(Exercise objective): Count how many lines below contain the string "after". Reply with the number only.

+===+

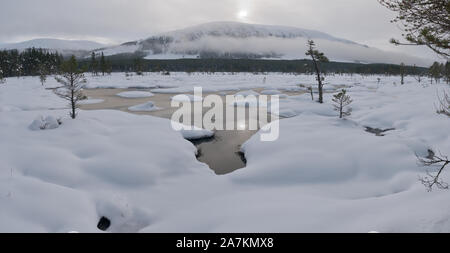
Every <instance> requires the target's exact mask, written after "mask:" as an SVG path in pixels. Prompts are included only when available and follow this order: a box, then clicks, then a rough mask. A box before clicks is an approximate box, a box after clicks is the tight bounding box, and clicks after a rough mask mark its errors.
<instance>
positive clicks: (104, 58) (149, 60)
mask: <svg viewBox="0 0 450 253" xmlns="http://www.w3.org/2000/svg"><path fill="white" fill-rule="evenodd" d="M63 60H64V58H63V56H62V55H60V54H58V53H57V52H51V51H48V50H44V49H35V48H31V49H27V50H25V51H22V52H19V51H17V50H7V51H0V77H13V76H33V75H41V74H42V73H44V74H46V75H50V74H56V73H57V72H58V70H59V67H60V65H61V63H62V62H63ZM79 65H80V67H81V68H83V69H84V70H85V71H91V72H97V71H99V72H103V74H105V73H110V72H111V71H112V72H137V73H142V72H161V71H166V72H167V71H168V72H208V73H214V72H252V73H261V72H282V73H313V71H314V69H313V65H312V62H311V61H310V60H260V59H218V58H200V59H178V60H145V59H143V58H142V55H137V54H135V55H118V56H109V57H103V55H102V56H101V57H100V59H99V61H98V60H96V58H95V56H93V57H91V58H86V59H80V61H79ZM321 70H322V71H323V72H324V73H337V74H340V73H342V74H346V73H347V74H352V73H353V74H384V75H401V74H404V75H427V74H428V69H427V68H420V67H415V66H404V65H393V64H360V63H342V62H329V63H322V64H321Z"/></svg>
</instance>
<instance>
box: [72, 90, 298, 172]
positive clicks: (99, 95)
mask: <svg viewBox="0 0 450 253" xmlns="http://www.w3.org/2000/svg"><path fill="white" fill-rule="evenodd" d="M260 90H262V89H254V91H257V92H258V91H260ZM134 91H140V92H143V91H144V92H145V91H147V90H145V89H139V90H136V89H86V90H84V94H85V95H86V96H88V97H89V98H90V99H95V100H99V101H100V100H102V102H101V103H94V104H85V105H81V109H84V110H103V109H112V110H120V111H125V112H129V113H133V114H139V115H152V116H156V117H161V118H167V119H170V118H171V117H172V114H173V113H174V112H175V111H176V110H178V108H172V107H171V105H170V102H171V98H172V97H173V96H175V95H176V94H163V93H155V95H154V96H152V97H145V98H135V97H131V98H126V97H119V96H117V94H119V93H123V92H131V94H132V92H134ZM235 93H236V92H235V91H231V92H228V93H226V94H225V93H221V97H223V100H224V101H225V95H232V94H235ZM210 94H211V93H204V94H203V95H210ZM285 94H287V95H298V94H299V93H298V92H297V93H295V92H285ZM149 101H151V102H153V103H154V105H155V106H156V107H158V108H160V110H156V111H148V112H139V111H138V112H136V111H130V110H129V107H132V106H135V105H140V104H145V103H147V102H149ZM200 103H201V102H200ZM225 108H226V109H232V110H235V109H236V108H235V107H234V106H230V105H226V104H224V109H225ZM206 111H208V108H204V109H203V113H205V112H206ZM192 114H194V112H193V113H192ZM246 117H247V118H246V122H245V123H244V122H237V123H236V124H237V126H236V129H239V130H233V131H225V130H224V131H216V132H215V136H214V137H213V138H207V139H201V140H196V141H192V142H193V143H194V144H195V145H196V146H197V148H198V150H199V154H198V160H199V161H201V162H203V163H206V164H207V165H208V166H209V167H210V168H211V169H212V170H213V171H214V172H215V173H216V174H218V175H224V174H228V173H231V172H233V171H235V170H237V169H241V168H244V167H245V165H246V164H245V159H244V157H243V155H242V154H241V153H240V152H239V151H240V146H241V145H242V144H243V143H245V142H246V141H247V140H249V139H250V138H251V137H252V136H253V135H254V134H255V133H256V132H257V131H251V130H248V117H249V113H248V110H247V113H246ZM268 119H269V122H270V119H271V118H270V115H269V116H268ZM236 121H237V120H236ZM199 127H201V126H199Z"/></svg>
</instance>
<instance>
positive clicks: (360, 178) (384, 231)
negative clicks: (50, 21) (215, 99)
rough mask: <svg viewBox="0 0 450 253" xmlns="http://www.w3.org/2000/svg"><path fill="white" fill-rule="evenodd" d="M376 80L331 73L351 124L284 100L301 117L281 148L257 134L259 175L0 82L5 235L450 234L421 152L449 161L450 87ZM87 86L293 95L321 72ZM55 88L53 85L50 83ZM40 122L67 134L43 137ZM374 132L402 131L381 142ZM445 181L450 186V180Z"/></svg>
mask: <svg viewBox="0 0 450 253" xmlns="http://www.w3.org/2000/svg"><path fill="white" fill-rule="evenodd" d="M377 78H378V77H377V76H372V77H361V76H358V75H354V76H328V77H327V78H326V81H327V86H326V87H327V88H328V90H332V89H335V88H338V87H341V86H343V85H346V86H351V88H348V94H349V95H350V96H351V97H352V98H353V100H354V103H353V104H352V108H353V113H352V115H351V116H350V117H348V119H347V120H340V119H338V118H337V114H336V112H335V111H333V108H332V106H331V102H330V100H331V94H326V95H325V101H326V103H325V104H323V105H320V104H317V103H315V102H313V101H311V98H310V95H309V94H303V95H299V96H291V97H288V98H286V99H282V100H281V102H280V110H281V112H285V113H286V115H288V116H291V118H288V119H283V120H281V122H280V139H279V140H277V141H275V142H261V141H260V138H259V136H258V135H259V134H257V135H255V136H254V137H253V138H252V139H250V140H249V141H248V142H247V143H245V145H243V147H242V150H243V151H244V152H245V156H246V159H247V161H248V163H247V167H246V168H244V169H241V170H238V171H236V172H234V173H232V174H228V175H224V176H217V175H215V174H214V173H213V172H212V171H211V170H210V169H209V168H208V167H207V166H206V165H205V164H202V163H200V162H198V161H197V160H196V157H195V155H196V153H197V150H196V148H195V146H194V145H193V144H191V143H190V142H189V141H187V140H185V139H184V138H183V135H182V134H180V133H177V132H175V131H173V130H172V128H171V126H170V125H171V123H170V121H169V120H166V119H160V118H156V117H152V116H142V115H133V114H129V113H126V112H120V111H113V110H99V111H79V114H78V118H77V119H76V120H72V119H70V118H69V116H68V110H67V109H65V108H66V107H67V105H66V101H63V100H62V99H60V98H59V97H57V96H56V95H54V94H53V92H52V91H51V90H46V89H45V88H44V87H42V86H41V85H40V82H39V80H38V78H31V77H27V78H10V79H7V82H6V83H5V84H0V232H69V231H79V232H101V231H99V230H98V229H97V227H96V226H97V223H98V221H99V219H100V218H101V217H102V216H105V217H107V218H109V219H110V220H111V227H110V229H109V230H108V231H109V232H362V233H366V232H369V231H379V232H450V201H448V200H449V194H450V193H449V192H448V191H442V190H435V191H433V192H427V191H426V189H425V187H424V186H423V185H421V184H420V182H419V181H418V178H419V177H420V176H423V175H424V172H425V169H424V168H423V167H420V166H419V165H418V164H417V159H416V156H415V153H418V154H419V155H426V153H427V149H429V148H433V149H435V150H439V151H440V152H441V153H443V154H447V155H450V131H449V129H450V118H448V117H446V116H443V115H438V114H436V108H435V104H436V102H437V96H436V94H437V91H438V90H442V89H444V88H446V85H444V84H442V85H431V86H428V87H422V86H421V85H420V84H418V83H416V82H415V81H414V79H413V78H412V77H408V78H407V79H406V84H405V85H403V86H401V85H398V83H399V77H384V76H382V77H380V78H381V82H380V83H378V81H377ZM88 79H89V82H88V84H87V85H88V87H90V88H95V87H115V88H127V87H147V88H154V89H159V90H157V91H156V92H158V91H159V92H162V90H165V89H164V88H169V89H168V91H169V92H170V93H173V94H179V93H188V92H189V91H192V90H193V87H194V86H201V87H203V88H204V91H209V92H220V91H232V92H231V93H232V94H234V93H236V92H238V91H248V90H250V89H254V88H264V89H266V90H271V92H270V93H277V92H276V90H278V91H280V92H281V93H283V92H285V91H298V90H302V89H303V90H305V89H306V88H301V87H299V86H298V85H299V84H302V85H303V86H304V87H308V86H309V85H313V84H314V77H313V76H305V75H299V76H295V75H284V74H269V75H253V74H235V75H231V74H215V75H202V74H191V75H188V74H184V73H172V75H171V76H163V75H159V74H151V75H146V76H144V77H140V76H133V77H125V74H123V73H122V74H113V75H112V76H108V77H90V76H89V75H88ZM394 83H397V84H396V85H394ZM56 85H57V84H56V82H55V81H54V80H52V79H51V78H49V82H48V83H47V84H46V87H47V88H48V87H54V86H56ZM447 89H448V86H447ZM274 90H275V91H274ZM153 92H155V91H153ZM149 99H151V98H149ZM286 115H285V116H286ZM40 116H42V117H43V118H48V116H52V117H50V118H55V119H59V118H61V120H62V125H60V126H59V127H57V128H54V129H46V130H31V129H30V124H31V123H32V122H33V121H34V120H35V119H37V118H39V117H40ZM366 126H369V127H373V128H382V129H387V128H395V130H393V131H389V132H386V133H385V134H386V135H385V136H383V137H380V136H375V135H374V134H371V133H368V132H365V131H364V127H366ZM185 137H186V136H185ZM442 179H443V180H445V181H447V182H450V172H449V171H446V172H444V174H443V176H442Z"/></svg>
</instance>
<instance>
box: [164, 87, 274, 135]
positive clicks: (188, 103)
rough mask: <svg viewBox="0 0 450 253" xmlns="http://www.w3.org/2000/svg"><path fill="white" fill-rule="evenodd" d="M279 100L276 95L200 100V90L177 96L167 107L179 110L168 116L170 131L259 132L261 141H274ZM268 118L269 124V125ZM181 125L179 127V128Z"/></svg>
mask: <svg viewBox="0 0 450 253" xmlns="http://www.w3.org/2000/svg"><path fill="white" fill-rule="evenodd" d="M279 104H280V103H279V96H276V95H270V96H268V95H258V96H255V95H252V94H249V95H247V96H244V95H227V96H226V97H225V101H223V97H221V96H219V95H207V96H205V97H203V90H202V88H201V87H195V88H194V95H193V96H192V95H177V96H175V97H174V98H173V99H172V102H171V106H172V107H174V108H179V109H178V110H177V111H175V112H174V113H173V115H172V128H173V129H174V130H176V131H180V130H195V128H196V127H197V128H203V129H206V130H211V131H214V130H219V131H220V130H227V131H233V130H237V131H245V130H259V129H260V131H261V134H260V136H261V141H264V142H268V141H275V140H277V139H278V138H279V135H280V124H279V117H278V115H279ZM269 117H270V123H269ZM180 123H181V124H180Z"/></svg>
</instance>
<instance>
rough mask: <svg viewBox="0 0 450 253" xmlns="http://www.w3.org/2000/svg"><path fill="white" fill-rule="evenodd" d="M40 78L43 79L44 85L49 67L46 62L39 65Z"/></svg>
mask: <svg viewBox="0 0 450 253" xmlns="http://www.w3.org/2000/svg"><path fill="white" fill-rule="evenodd" d="M38 72H39V80H40V81H41V85H42V86H44V83H45V82H46V81H47V72H48V71H47V67H46V66H45V64H40V65H39V70H38Z"/></svg>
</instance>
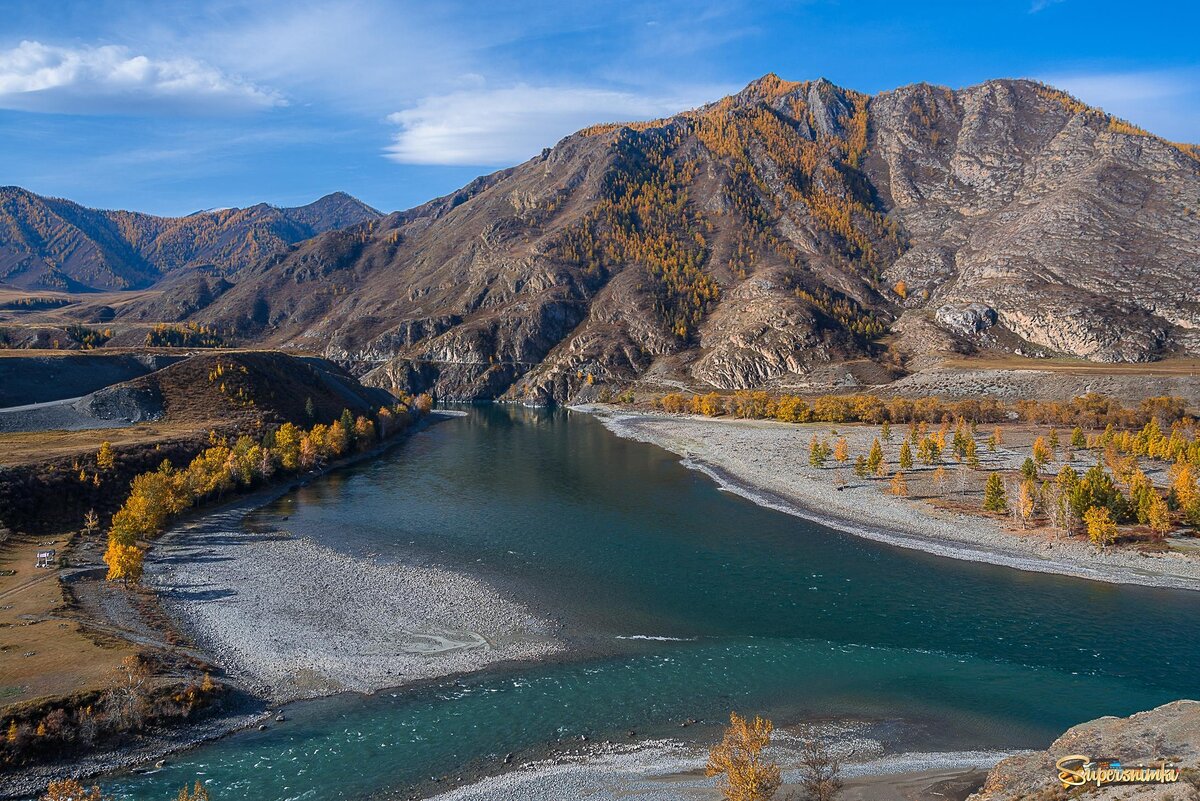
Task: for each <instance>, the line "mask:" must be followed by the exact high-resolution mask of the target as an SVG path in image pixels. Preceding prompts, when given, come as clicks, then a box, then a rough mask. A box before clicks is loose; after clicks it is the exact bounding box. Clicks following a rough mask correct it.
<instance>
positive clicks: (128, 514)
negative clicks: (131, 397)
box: [97, 395, 433, 584]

+===+

(Reply to the exercise): 2